◆ Exercise passage:
Sanjeev Ganjihal (36:48)
Yeah, I think you bring a very good point, right? So what I definitely see is what it takes today to run a lot of stateful applications, be it observability, be it service mesh, site reliability engineers basically spend a lot of time in managing. Again, coming from Kubernetes background, initially managing Helm charts, deploying them, we move from that model to operators model.

So we have operators which basically automate a lot of stuff. Think of them as agents, to be honest, right? So we move from that journey altogether, manually managing those deployments to an operator basically taking care of end-to-end installation and troubleshooting to some extent, right? But what I definitely see is the autonomous part. It needs to work with solutions like MCP today. So you can have an agent

Rohit (37:21)
Exactly.

Sanjeev Ganjihal (37:44)
As long as the end product can be Grafana, can be Loki, can be Prometheus, you need to have some sort of ⁓ connectivity, and that is solved by model context protocol today. You can have an agent kind of rely or work with MCP agents that are made available, which has the ability to go check something, run something, talk to the underlying LLMs, do a lot of stuff. So I feel...

That is where the industry is heading right now. Again, MCP has its own challenges today in terms of security, in terms of OAuth. There are a lot of security loopholes. We can talk a lot about those loopholes. But what I feel is, as long as you're using it sensibly, not exposing your proprietary data, it's still a good experiment to see how you can bake

⁓ MCP, autonomous agents, and kind of leverage it for ⁓ end-to-end troubleshooting. So it's not just from a troubleshooting perspective, it's also about scaling. So today we have traditional scaling solutions like HPAs, VPAs, Karpenter. There is no predictive or reactive autonomous auto-scaling solution which will basically scale it. It looks at what your workloads, it anticipates

there may be traffic coming in. So we don't have anything which is more predictive based auto-scaling today. So those are some areas where I think SREs can kind of, not just SREs, I mean, in general, any engineer would love to focus on problem statements and build these tools using generative AI. And I am myself exploring a lot of problem statements and see how AI can help me

build some cool stuff, right? So it's not like our intelligence is majorly 60%. This is what I would say, because do not, if anyone tells me this is all 100 % AI, then I would definitely not agree, because without you prompting, without you telling, and without you giving your insights, it is tough, because we haven't achieved 100 % AGI, which is like human-like behavior.

So it's still, you're the guy, think of it like, if you're familiar, again, I'm gonna give some religious aspect to this conversation as well. Think of it like Arjuna is there, Krishna is steering the chariot. So you are the Krishna who is steering the chariot, right? So that's how you're vibe coding with your large language model.

Rohit (40:27)
So I think you also touched upon MCPs and challenges with it. So one of the weird, mean, one of the nitpicks, probably it's not a nitpick. So especially given that I also dabble a lot in the infrastructure side of things, I somehow feel that some of these MCP offerings, like let me just take the example of the AWS one itself. It kind of makes it easy for customers to indulge in "chatops".

So for example, the AWS MCP server includes the EKS subsections or sub-server of it. I love that it generates CloudFormation templates for creating kubernetes cluster. It doesn't make API calls and do it. Instead there is a CloudFormation template so that you can modify the template if you need and you can tear it down, whatever. It is still following the principles of declarative infrastructure provisioning.

◆ Required action 1: For each statement, say yes or no to whether it agrees with the transcript, and quote the words that decide it: (a) Operators automate a lot of stuff. (b) The AWS MCP server makes API calls to create Kubernetes clusters. (c) Predictive auto-scaling solutions are available today.
◆ Required action 2: Repeat word for word everything in the transcript from "there may be" down to "like human-like behavior.".
◆ Required action 3: Which traditional scaling solutions does Sanjeev Ganjihal name in the transcript?
Rely on the transcript alone when answering.

◆ Referring expression data:

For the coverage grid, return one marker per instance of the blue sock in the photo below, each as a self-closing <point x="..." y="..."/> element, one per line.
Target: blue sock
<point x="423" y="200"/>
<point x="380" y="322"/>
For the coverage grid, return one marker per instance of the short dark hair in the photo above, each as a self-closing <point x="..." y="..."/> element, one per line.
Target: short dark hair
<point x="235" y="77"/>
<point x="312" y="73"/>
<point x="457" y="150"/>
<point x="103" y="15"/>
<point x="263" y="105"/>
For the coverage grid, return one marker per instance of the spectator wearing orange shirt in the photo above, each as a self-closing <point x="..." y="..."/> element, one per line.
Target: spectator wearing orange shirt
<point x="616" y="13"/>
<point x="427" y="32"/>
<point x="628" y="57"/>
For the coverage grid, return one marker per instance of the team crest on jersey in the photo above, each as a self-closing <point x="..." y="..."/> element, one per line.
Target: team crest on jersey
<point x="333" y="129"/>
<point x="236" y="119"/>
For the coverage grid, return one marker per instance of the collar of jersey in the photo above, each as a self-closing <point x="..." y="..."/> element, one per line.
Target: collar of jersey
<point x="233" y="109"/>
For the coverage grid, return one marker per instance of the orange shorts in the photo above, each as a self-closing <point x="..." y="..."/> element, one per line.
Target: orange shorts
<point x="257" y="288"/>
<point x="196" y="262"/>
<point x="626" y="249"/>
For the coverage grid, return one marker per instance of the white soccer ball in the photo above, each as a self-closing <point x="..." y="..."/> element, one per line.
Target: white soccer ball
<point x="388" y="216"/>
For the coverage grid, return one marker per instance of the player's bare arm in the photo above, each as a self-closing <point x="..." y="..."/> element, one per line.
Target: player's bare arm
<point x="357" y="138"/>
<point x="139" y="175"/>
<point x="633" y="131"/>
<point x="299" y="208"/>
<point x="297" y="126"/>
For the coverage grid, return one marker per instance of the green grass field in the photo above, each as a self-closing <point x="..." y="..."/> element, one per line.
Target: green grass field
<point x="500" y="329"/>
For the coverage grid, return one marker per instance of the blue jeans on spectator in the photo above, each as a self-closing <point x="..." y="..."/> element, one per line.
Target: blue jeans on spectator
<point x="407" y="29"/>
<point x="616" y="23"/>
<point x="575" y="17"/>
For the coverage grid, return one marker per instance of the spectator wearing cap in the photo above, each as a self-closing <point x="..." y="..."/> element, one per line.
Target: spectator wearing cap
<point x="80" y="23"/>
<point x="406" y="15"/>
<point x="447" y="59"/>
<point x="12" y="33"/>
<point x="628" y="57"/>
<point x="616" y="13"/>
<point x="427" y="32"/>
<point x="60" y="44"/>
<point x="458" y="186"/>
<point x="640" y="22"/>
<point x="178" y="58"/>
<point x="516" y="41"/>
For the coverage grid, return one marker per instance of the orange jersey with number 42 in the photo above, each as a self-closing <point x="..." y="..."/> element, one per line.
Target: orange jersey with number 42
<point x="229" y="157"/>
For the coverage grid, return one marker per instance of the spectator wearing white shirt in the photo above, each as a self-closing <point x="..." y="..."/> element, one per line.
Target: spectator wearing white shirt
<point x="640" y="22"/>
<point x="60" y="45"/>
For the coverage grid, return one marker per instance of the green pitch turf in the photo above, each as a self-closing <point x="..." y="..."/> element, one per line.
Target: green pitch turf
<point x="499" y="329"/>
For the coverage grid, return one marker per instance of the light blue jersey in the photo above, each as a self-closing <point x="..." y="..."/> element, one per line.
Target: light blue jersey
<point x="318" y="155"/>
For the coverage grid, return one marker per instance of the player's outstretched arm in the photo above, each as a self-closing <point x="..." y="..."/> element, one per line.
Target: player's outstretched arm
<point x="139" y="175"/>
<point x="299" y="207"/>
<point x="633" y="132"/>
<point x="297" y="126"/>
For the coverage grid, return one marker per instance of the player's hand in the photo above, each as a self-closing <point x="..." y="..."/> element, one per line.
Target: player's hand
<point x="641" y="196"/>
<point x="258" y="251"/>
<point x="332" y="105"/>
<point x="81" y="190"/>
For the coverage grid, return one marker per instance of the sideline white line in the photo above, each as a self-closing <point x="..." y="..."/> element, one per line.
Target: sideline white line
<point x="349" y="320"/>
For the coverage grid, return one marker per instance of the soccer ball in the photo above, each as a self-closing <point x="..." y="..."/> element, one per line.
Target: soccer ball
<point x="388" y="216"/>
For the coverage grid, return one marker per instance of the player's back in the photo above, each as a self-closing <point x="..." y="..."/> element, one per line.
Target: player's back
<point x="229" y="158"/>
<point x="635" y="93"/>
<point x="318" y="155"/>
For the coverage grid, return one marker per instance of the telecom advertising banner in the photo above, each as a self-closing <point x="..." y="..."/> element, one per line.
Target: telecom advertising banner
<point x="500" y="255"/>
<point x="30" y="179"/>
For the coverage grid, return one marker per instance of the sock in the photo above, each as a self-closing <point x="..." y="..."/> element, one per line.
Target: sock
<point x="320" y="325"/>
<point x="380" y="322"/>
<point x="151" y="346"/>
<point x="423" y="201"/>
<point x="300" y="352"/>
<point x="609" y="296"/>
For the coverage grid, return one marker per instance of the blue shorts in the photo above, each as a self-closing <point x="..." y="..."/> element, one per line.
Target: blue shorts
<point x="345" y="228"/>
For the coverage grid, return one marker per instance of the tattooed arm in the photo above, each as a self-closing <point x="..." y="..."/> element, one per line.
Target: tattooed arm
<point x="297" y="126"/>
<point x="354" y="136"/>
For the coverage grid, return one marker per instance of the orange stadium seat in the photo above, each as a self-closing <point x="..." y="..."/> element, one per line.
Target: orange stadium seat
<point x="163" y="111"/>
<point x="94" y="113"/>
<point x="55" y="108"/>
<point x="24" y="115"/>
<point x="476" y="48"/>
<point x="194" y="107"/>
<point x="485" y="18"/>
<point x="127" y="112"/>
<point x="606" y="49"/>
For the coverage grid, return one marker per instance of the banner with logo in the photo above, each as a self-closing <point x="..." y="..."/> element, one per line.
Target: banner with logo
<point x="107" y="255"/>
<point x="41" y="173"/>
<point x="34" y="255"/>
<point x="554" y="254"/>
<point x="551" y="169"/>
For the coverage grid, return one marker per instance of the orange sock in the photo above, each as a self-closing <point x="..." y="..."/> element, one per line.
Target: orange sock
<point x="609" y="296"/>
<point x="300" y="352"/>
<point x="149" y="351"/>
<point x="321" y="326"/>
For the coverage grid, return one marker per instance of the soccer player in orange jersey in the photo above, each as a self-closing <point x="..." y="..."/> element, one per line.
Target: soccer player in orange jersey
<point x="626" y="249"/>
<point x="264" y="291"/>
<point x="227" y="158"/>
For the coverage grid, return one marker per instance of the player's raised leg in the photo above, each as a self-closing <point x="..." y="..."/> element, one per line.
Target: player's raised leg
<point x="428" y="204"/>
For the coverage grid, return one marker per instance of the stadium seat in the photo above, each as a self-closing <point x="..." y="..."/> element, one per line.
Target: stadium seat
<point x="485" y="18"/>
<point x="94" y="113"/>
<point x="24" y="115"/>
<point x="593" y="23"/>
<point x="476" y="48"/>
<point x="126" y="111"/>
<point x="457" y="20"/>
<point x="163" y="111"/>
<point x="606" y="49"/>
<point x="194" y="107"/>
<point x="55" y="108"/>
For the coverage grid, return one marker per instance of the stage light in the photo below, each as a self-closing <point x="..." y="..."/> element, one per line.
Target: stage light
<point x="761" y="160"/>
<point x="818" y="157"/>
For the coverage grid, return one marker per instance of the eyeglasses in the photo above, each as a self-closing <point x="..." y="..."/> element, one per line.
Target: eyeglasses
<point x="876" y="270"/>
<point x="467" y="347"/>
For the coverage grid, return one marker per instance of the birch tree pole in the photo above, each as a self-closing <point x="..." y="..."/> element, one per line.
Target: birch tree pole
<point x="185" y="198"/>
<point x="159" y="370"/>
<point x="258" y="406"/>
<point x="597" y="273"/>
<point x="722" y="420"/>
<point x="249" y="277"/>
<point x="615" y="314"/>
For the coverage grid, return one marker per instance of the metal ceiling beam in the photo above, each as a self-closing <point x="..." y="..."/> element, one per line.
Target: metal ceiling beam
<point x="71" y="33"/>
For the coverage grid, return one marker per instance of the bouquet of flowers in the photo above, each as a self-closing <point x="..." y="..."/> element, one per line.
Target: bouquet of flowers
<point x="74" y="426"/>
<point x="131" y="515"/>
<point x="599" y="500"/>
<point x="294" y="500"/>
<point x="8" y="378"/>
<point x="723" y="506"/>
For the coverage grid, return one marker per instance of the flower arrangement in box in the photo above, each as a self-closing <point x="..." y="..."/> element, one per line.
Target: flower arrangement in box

◆ Final answer 1:
(a) Yes: "So we have operators which basically automate a lot of stuff."
(b) No: "It doesn't make API calls and do it."
(c) No: "So we don't have anything which is more predictive based auto-scaling today."

◆ Final answer 2:
there may be traffic coming in. So we don't have anything which is more predictive based auto-scaling today. So those are some areas where I think SREs can kind of, not just SREs, I mean, in general, any engineer would love to focus on problem statements and build these tools using generative AI. And I am myself exploring a lot of problem statements and see how AI can help me

build some cool stuff, right? So it's not like our intelligence is majorly 60%. This is what I would say, because do not, if anyone tells me this is all 100 % AI, then I would definitely not agree, because without you prompting, without you telling, and without you giving your insights, it is tough, because we haven't achieved 100 % AGI, which is like human-like behavior.

◆ Final answer 3: HPAs, VPAs, and Karpenter.